Continue the article on justice system involvement and child health from the point where it stops.

DOCUMENT EXCERPT ▸
────────────────────

An Alarming Connection Between Justice System Involvement and Child Health

Deena Chisolm, PhD
Deena Chisolm, PhD, director of Center for Child Health Equity and Outcomes Research at the Abigail Wexner Research Institute at Nationwide Children’s

Research over the last decade has shown that young people who have been incarcerated can have poorer physical and mental health outcomes than persons who have not been incarcerated, and that youth who have experienced a family member’s incarceration also may experience negative effects.

But a first-of-its kind study conducted at the Abigail Wexner Research Institute at Nationwide Children’s Hospital used electronic medical records to link children’s personal or family involvement in the correctional system to diagnoses — and the authors say the findings are so alarming they should be a call to action for pediatric providers.

Just 2% of patients had a correctional “keyword” in their record indicating probable personal or parental involvement in the correctional system as recorded by a health professional, but that 2% accounted for 66% of all patients with a cannabis-related diagnosis, 51.8% of all patients with trauma-related disorders and a high proportion of other troubling diagnoses.

────────────────────

DATASET ENTRIES ▸
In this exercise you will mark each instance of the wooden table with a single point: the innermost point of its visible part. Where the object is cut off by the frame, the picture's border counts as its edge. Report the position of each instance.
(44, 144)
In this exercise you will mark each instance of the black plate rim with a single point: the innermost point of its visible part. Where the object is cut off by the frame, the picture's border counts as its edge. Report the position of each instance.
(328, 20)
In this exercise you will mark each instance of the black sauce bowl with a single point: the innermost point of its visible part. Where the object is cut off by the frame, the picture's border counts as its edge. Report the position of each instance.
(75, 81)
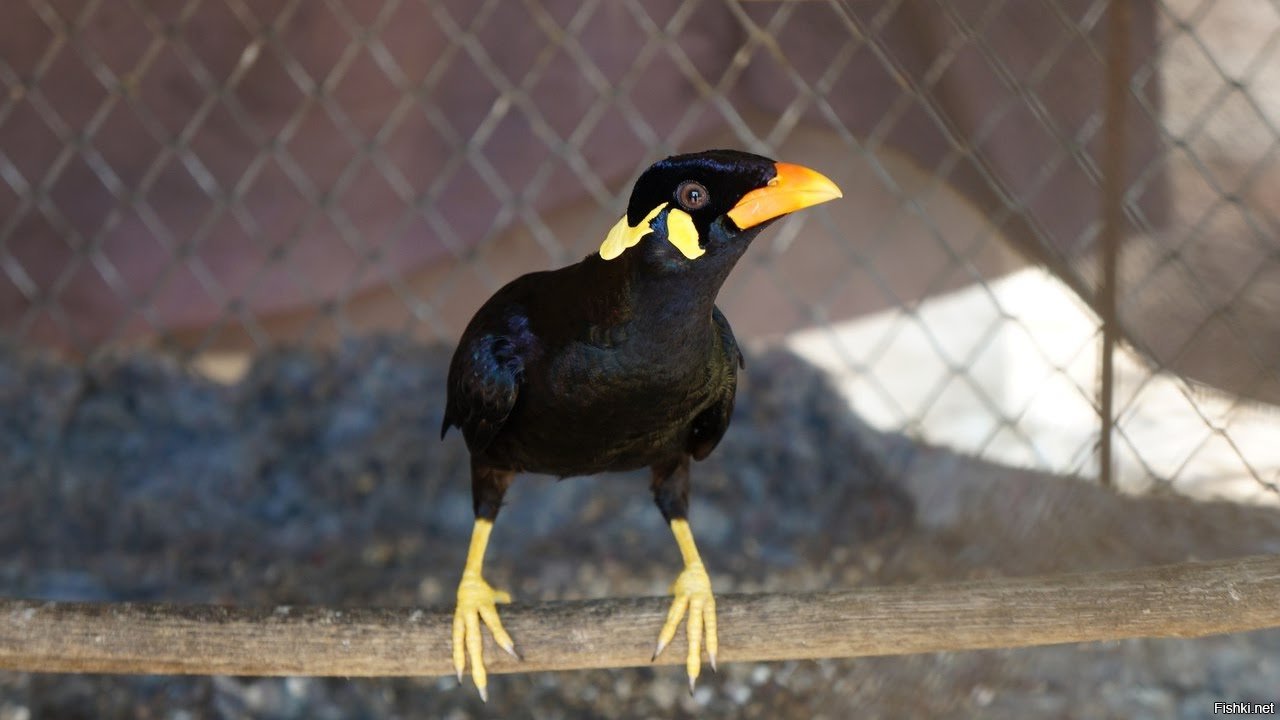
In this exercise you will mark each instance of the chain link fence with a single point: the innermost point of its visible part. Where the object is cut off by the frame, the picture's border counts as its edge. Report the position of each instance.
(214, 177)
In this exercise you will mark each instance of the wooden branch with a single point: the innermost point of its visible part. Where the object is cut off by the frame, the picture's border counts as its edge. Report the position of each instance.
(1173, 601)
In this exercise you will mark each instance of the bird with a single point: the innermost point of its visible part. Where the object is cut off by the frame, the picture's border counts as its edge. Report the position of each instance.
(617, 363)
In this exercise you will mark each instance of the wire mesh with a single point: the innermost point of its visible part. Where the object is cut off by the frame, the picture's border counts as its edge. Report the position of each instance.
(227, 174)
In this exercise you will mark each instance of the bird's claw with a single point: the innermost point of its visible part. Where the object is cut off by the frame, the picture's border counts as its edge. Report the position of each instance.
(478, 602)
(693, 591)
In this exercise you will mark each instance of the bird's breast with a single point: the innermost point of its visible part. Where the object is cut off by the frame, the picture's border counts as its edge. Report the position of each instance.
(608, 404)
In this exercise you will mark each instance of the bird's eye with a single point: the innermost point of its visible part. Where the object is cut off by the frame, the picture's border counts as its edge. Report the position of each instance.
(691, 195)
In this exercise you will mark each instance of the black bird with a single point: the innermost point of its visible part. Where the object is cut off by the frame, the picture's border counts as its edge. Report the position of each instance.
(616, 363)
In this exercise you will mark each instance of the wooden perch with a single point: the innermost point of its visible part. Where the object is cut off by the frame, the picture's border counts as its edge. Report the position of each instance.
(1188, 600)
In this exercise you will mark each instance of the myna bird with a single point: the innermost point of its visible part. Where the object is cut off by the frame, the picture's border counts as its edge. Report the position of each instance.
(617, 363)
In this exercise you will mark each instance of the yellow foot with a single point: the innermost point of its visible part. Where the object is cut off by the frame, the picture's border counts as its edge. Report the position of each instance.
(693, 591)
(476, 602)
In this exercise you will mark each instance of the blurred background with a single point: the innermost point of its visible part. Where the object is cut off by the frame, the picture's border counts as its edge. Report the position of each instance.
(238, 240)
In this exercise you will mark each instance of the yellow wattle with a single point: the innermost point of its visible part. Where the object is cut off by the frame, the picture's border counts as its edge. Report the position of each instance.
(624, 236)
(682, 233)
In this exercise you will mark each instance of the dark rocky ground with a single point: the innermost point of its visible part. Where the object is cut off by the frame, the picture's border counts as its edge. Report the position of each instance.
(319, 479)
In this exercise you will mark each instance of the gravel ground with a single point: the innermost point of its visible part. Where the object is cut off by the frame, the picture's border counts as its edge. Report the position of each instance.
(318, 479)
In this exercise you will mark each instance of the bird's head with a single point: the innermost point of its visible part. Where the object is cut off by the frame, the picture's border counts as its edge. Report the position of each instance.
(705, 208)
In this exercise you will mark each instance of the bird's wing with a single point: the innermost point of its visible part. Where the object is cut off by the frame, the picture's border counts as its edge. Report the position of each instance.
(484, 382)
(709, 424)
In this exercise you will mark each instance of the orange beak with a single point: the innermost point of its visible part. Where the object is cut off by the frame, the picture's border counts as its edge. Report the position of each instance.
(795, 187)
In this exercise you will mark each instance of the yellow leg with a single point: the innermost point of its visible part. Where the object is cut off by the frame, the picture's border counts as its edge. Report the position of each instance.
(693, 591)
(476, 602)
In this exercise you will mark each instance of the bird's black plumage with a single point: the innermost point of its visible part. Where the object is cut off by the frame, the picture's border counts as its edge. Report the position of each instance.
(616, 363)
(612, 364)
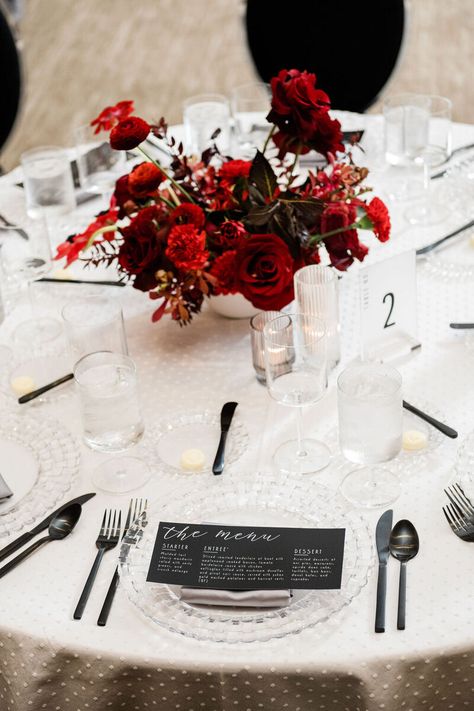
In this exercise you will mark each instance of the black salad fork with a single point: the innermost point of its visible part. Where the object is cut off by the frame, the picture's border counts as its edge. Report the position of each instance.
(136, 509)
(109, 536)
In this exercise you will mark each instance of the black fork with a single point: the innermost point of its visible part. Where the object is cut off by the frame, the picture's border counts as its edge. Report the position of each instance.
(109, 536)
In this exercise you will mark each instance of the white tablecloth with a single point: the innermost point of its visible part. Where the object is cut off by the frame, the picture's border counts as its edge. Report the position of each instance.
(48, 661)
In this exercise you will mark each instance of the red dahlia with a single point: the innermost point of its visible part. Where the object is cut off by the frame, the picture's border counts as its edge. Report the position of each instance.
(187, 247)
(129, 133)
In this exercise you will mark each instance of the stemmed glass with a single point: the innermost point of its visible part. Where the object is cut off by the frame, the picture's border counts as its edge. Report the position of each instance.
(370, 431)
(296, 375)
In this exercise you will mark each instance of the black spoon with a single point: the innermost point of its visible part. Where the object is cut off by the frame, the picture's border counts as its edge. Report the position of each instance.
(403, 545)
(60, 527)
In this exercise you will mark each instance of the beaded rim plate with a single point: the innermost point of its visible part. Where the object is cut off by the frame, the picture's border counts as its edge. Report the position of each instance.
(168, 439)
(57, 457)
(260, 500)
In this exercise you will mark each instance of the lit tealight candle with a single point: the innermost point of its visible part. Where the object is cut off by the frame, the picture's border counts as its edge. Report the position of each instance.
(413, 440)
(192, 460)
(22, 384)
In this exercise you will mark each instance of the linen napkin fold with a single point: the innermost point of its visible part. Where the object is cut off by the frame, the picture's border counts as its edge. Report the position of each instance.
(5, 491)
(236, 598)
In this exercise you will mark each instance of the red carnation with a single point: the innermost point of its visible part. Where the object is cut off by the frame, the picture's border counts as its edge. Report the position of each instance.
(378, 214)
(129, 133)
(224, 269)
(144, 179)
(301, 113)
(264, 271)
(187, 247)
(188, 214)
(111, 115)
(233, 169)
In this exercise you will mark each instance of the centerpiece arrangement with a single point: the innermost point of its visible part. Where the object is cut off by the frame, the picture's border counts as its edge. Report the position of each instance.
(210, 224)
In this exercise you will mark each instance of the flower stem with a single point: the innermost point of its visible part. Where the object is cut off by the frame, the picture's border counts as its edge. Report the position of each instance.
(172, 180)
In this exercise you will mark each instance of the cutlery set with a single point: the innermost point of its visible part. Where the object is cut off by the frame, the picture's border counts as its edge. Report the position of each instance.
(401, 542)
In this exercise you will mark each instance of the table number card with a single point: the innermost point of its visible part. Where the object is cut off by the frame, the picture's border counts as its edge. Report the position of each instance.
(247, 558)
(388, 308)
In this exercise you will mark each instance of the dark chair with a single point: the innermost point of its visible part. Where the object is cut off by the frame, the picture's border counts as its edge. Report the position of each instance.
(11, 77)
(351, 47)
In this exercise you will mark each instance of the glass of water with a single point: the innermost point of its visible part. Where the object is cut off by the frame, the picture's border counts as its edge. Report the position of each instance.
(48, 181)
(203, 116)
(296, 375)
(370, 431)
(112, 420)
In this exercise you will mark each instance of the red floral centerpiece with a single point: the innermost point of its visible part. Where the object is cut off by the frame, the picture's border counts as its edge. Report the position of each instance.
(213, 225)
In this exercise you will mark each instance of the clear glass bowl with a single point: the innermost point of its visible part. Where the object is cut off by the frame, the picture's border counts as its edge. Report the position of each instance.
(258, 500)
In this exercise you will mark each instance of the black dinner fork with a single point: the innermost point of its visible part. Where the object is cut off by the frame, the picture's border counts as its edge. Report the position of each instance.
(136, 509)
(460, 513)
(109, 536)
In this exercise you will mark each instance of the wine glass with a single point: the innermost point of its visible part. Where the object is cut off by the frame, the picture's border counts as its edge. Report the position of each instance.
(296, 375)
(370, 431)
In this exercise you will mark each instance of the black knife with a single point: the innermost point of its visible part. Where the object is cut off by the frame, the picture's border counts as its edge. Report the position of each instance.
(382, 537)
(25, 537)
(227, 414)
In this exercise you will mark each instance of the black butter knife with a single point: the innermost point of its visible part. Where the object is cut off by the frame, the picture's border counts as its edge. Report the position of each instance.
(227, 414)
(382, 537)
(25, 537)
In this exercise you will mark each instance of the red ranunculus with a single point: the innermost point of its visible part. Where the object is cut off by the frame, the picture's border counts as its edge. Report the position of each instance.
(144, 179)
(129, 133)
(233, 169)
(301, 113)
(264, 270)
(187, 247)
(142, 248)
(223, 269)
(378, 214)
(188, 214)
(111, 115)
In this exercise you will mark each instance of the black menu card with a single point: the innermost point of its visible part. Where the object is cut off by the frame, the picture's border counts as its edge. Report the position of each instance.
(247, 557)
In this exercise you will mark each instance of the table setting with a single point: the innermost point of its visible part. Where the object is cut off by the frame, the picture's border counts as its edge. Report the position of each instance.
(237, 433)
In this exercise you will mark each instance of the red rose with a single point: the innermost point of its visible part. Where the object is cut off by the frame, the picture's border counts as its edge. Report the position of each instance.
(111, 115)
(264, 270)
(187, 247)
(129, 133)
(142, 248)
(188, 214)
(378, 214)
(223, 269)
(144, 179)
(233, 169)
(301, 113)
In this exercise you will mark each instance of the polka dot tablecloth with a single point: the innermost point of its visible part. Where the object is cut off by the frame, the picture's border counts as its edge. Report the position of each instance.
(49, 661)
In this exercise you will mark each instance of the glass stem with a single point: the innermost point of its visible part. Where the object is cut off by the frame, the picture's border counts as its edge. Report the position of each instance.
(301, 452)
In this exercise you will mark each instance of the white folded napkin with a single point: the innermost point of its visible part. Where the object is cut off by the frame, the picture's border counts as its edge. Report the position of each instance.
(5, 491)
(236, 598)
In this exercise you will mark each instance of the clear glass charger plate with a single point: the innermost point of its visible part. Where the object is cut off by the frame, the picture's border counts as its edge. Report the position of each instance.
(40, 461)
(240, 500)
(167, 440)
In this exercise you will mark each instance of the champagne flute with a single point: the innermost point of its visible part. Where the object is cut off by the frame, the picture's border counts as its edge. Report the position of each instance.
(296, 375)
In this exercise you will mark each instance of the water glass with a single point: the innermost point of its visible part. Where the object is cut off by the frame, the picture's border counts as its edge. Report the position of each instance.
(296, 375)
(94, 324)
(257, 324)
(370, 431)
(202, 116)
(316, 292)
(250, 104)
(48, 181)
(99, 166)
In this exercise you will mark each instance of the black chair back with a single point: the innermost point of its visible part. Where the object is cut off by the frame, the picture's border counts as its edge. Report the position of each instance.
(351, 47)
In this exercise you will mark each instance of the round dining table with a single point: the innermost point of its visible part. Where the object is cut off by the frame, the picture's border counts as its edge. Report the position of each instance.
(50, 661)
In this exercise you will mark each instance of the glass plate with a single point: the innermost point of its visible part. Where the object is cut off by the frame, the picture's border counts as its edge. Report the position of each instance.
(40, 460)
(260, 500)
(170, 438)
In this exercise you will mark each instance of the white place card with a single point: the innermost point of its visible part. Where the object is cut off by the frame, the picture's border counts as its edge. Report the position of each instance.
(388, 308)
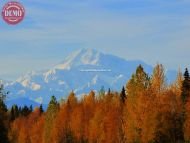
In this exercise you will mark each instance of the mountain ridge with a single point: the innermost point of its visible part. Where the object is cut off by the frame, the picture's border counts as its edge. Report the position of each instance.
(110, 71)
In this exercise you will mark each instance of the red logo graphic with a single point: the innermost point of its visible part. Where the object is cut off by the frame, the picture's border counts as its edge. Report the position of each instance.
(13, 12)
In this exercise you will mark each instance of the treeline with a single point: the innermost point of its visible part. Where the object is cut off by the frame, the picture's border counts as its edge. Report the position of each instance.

────────────────────

RESULT OF THE TASK ▸
“We performed this research at our own institution, and our findings need to be confirmed by other researchers and institutions looking at their own patient populations,” says Deena Chisolm, PhD, director of Center for Child Health Equity and Outcomes Research at the Abigail Wexner Research Institute at Nationwide Children’s and an author of the study. “What our study shows, though, is that it’s urgent that the pediatric health care system try to identify children who have justice system involvement, and that we proactively pursue interventions to help them.”